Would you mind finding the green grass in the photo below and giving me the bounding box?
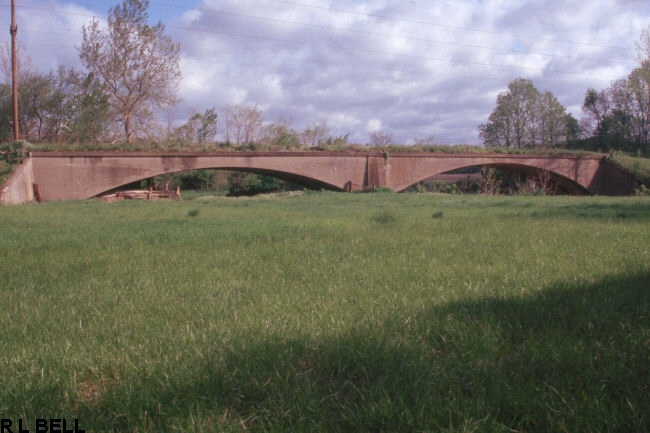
[0,193,650,432]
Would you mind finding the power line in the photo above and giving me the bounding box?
[0,0,632,84]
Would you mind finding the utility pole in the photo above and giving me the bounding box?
[9,0,20,141]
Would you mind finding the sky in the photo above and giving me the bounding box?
[0,0,650,145]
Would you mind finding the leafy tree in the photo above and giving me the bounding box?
[79,0,181,142]
[582,27,650,155]
[300,122,330,147]
[479,78,571,149]
[261,118,300,149]
[174,107,219,145]
[223,105,264,146]
[370,131,393,146]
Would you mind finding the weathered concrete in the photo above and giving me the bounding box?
[0,158,34,204]
[17,151,636,201]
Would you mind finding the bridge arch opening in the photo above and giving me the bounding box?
[405,163,589,195]
[96,167,342,197]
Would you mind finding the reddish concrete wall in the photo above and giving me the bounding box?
[0,158,34,204]
[27,152,634,201]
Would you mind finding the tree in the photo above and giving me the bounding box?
[223,105,264,145]
[479,78,572,149]
[174,107,219,146]
[370,130,393,146]
[582,26,650,155]
[300,121,330,147]
[79,0,181,142]
[260,118,300,149]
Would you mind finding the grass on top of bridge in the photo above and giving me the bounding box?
[0,193,650,432]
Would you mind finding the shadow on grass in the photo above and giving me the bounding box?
[69,272,650,432]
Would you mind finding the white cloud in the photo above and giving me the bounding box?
[0,0,650,144]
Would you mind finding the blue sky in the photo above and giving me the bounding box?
[0,0,650,144]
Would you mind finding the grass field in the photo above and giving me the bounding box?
[0,193,650,432]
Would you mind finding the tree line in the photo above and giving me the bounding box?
[479,27,650,156]
[0,0,650,156]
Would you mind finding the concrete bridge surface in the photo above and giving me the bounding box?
[0,151,637,202]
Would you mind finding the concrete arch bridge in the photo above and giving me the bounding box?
[5,151,637,201]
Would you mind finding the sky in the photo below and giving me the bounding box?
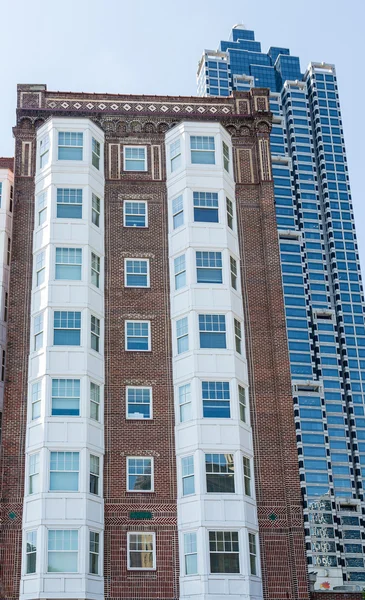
[0,0,365,264]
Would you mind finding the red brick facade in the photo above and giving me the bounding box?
[0,86,309,600]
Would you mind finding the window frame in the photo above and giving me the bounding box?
[123,200,148,229]
[201,379,232,419]
[124,257,150,289]
[91,136,101,171]
[180,454,196,498]
[182,531,199,577]
[48,450,81,494]
[189,135,216,166]
[46,526,80,573]
[126,456,155,494]
[125,385,153,421]
[193,190,219,223]
[28,450,41,496]
[24,529,38,575]
[50,377,81,418]
[204,451,233,495]
[57,130,84,161]
[56,186,84,221]
[90,315,102,354]
[124,319,152,352]
[88,452,102,496]
[195,250,224,286]
[197,313,227,350]
[53,310,82,348]
[89,529,100,575]
[127,531,157,571]
[30,379,42,421]
[54,246,83,281]
[123,144,148,173]
[207,528,241,576]
[89,381,101,423]
[175,316,189,356]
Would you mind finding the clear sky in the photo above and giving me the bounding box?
[0,0,365,266]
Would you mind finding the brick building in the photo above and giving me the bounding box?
[0,85,309,600]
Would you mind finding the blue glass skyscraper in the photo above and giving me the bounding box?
[198,25,365,591]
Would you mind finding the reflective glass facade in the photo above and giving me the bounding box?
[198,26,365,590]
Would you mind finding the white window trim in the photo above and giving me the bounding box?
[124,255,151,290]
[126,456,155,492]
[45,521,81,575]
[125,385,153,421]
[127,531,157,571]
[47,447,82,494]
[123,202,148,229]
[123,144,148,173]
[124,319,151,352]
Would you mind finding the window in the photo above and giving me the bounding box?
[184,532,198,575]
[181,456,195,496]
[29,452,39,494]
[0,350,6,382]
[90,381,100,421]
[36,252,46,287]
[25,530,37,575]
[39,135,49,169]
[6,238,11,267]
[174,254,186,290]
[248,533,257,575]
[238,385,246,423]
[49,452,79,492]
[243,456,251,496]
[57,188,82,219]
[91,194,100,227]
[90,315,100,352]
[125,258,150,287]
[176,317,189,354]
[234,319,242,354]
[209,531,240,573]
[126,321,151,352]
[126,387,152,419]
[127,533,156,571]
[89,531,100,575]
[48,529,79,573]
[89,454,100,496]
[91,252,100,287]
[202,381,231,419]
[52,379,80,417]
[222,142,229,173]
[172,195,184,229]
[38,192,47,225]
[170,140,181,173]
[9,185,14,212]
[193,192,219,223]
[56,248,82,281]
[53,310,81,346]
[205,454,235,494]
[127,456,153,492]
[124,146,147,171]
[196,252,222,283]
[190,135,215,165]
[91,138,100,170]
[229,256,237,290]
[226,198,233,229]
[4,292,9,323]
[124,202,147,227]
[32,381,42,421]
[58,131,84,160]
[179,383,192,423]
[199,315,226,348]
[34,313,43,352]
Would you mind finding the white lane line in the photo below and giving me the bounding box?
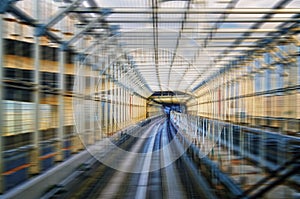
[135,124,161,199]
[98,120,161,199]
[161,123,186,199]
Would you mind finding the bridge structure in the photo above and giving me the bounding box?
[0,0,300,199]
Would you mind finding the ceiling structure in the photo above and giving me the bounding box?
[77,0,300,102]
[7,0,300,104]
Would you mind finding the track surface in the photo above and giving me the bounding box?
[71,118,216,199]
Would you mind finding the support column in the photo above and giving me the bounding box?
[29,0,40,174]
[55,49,65,161]
[0,14,4,193]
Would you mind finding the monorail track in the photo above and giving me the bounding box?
[44,118,216,199]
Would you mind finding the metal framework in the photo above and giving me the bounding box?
[0,0,300,192]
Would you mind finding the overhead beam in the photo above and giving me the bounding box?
[68,7,300,15]
[102,17,299,23]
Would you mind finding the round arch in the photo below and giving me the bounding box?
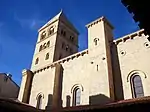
[36,92,44,100]
[71,84,83,93]
[127,70,147,82]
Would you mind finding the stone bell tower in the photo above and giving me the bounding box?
[18,11,79,109]
[31,11,79,71]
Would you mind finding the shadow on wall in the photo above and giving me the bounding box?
[89,94,112,105]
[111,43,125,100]
[66,95,71,107]
[45,94,53,110]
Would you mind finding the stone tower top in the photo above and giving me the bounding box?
[31,10,79,70]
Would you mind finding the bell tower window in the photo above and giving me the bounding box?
[49,26,54,35]
[40,31,46,40]
[35,58,39,65]
[45,53,49,60]
[94,38,99,45]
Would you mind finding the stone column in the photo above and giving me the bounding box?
[18,69,33,103]
[52,64,63,112]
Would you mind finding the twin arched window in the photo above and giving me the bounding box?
[36,94,42,109]
[131,73,144,98]
[35,58,39,64]
[39,41,50,52]
[45,53,49,60]
[94,38,99,45]
[73,87,81,106]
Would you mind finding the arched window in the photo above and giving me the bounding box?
[47,41,50,47]
[43,43,46,49]
[131,74,144,98]
[49,27,54,35]
[45,53,49,60]
[36,94,42,109]
[73,87,81,106]
[39,45,43,52]
[35,58,39,64]
[94,38,99,45]
[40,31,46,40]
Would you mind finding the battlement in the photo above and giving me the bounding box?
[86,16,114,29]
[113,29,144,45]
[33,49,88,74]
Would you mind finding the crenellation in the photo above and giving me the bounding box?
[114,29,144,45]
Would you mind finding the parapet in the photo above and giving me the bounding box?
[113,29,144,45]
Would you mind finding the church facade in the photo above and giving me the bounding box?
[18,12,150,109]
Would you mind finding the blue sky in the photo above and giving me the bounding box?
[0,0,138,85]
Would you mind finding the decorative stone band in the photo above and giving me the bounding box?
[114,29,144,45]
[33,49,88,74]
[86,16,114,29]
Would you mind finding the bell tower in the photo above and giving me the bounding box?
[31,11,79,71]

Stated problem: Rewrite the entries from the first line through the line that contains "[0,151,637,202]", both included, keeping the requests and scaling every bounding box coordinate in the answers by 2.05, rounded to whole numbers with halves rounded up. Leave the pictures out of your answer.

Output of the exercise:
Would you mind finding the green grass in the photo below and giving me the bounding box?
[0,396,1333,886]
Would you mind finding the power line in the photo above and giving me the bounding box?
[0,0,1296,172]
Would you mind finding the utility pole in the photo above and giving me the bounding box?
[18,0,41,289]
Would you mind finding the sky in the photo above and giving me the bounding box?
[0,0,1333,297]
Would you mind finding the leafy tree in the photo above and giving me the bounding box?
[162,0,371,291]
[1193,55,1333,318]
[615,250,677,301]
[982,160,1171,305]
[535,242,615,305]
[357,219,449,297]
[457,215,541,299]
[759,269,806,299]
Would you mind finding the weathered concrete in the photo above and giving me the bounding box?
[0,324,70,418]
[35,310,1304,412]
Would you mind finding the bridge arch opening in the photo above and giving me the bounding box?
[830,334,1207,400]
[197,342,701,404]
Would you mind finding the reddish concrete wall in the photo above and giving me the bounding box?
[0,324,70,418]
[55,312,1300,412]
Would you mind finding the tree in the photo above and giving me the bounding box?
[457,215,541,297]
[982,160,1173,305]
[357,219,449,299]
[759,267,806,299]
[1193,53,1333,318]
[615,248,677,301]
[162,0,371,291]
[533,242,615,305]
Would you mind finding the grass on top of bridge in the photo above and giving me the bounding box?
[0,396,1333,886]
Would you mind finding the shadow on grass in the photo above and giving me the bounding box?
[141,558,1333,886]
Would you mind finding the white cloud in the photo above and giving me the bounding box?
[0,0,1333,295]
Would you mind finding the blue sky in the photo above and giving me the bounding box?
[0,0,1333,295]
Would you mind finding the grass field in the photo above and giving me the bounding box?
[0,396,1333,886]
Would you mind finding the tree line in the photo above and giving me the bounding box?
[982,55,1333,320]
[0,0,1333,320]
Would you mind finding the concrete bridge surface in the photo above and giving me the bounding box?
[0,310,1306,414]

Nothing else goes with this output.